Data supplied |
------------------------------------------------------------------------

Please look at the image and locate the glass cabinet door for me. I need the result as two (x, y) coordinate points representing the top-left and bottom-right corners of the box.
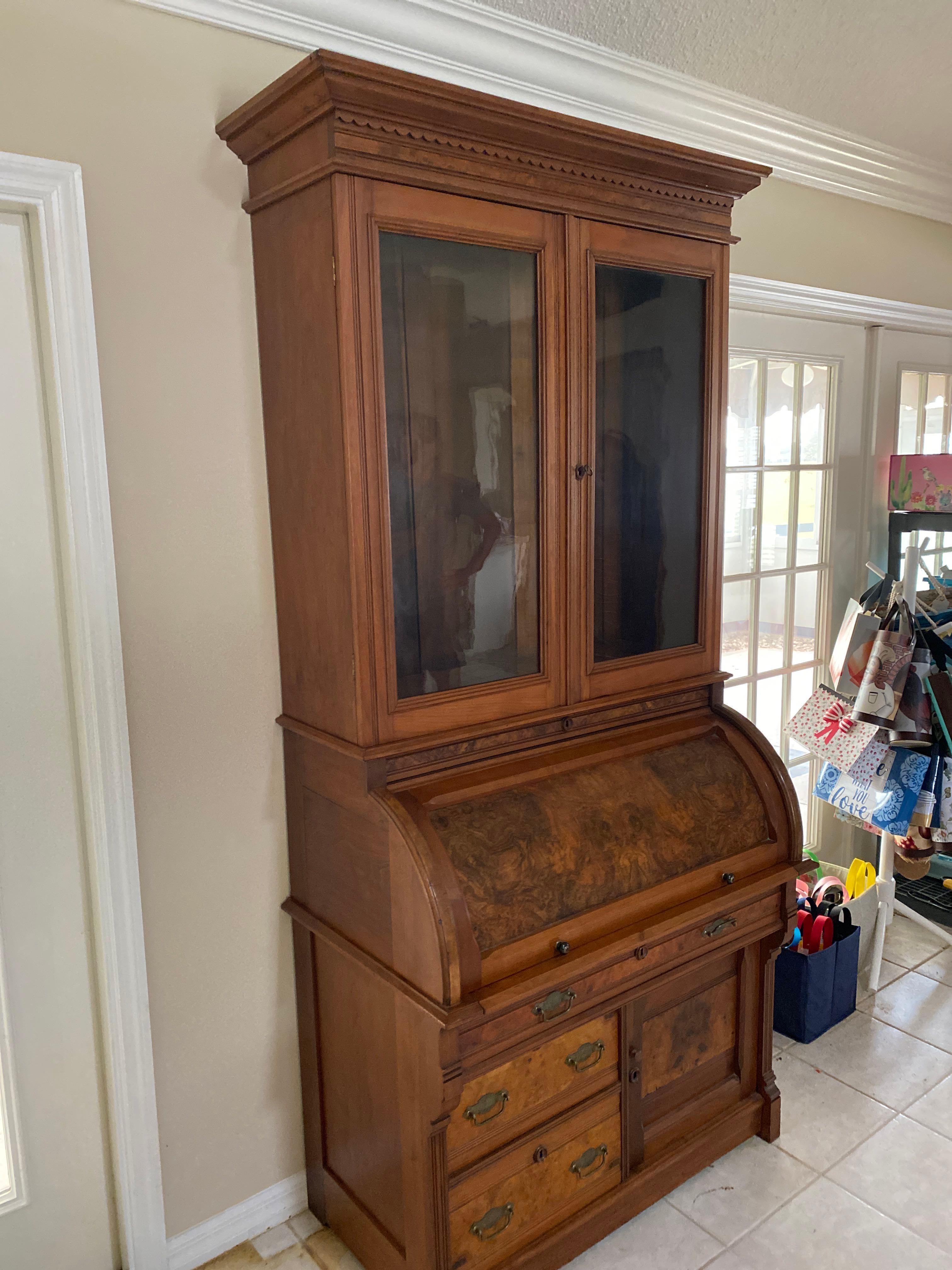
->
(380, 231), (540, 700)
(578, 216), (720, 696)
(358, 186), (560, 733)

------------------------------------------------------------------------

Format every line of the items above as a JSON list of strings, one string per line, skipping any blank lines. Please leave the pictures out.

[
  "Please look at the image and locate the glass cabinet door for me. I need the result as two (x, y) coordinate points representing the top-left and bottom-right corners of the box.",
  "->",
  "(380, 231), (540, 700)",
  "(578, 216), (720, 696)",
  "(358, 186), (560, 733)"
]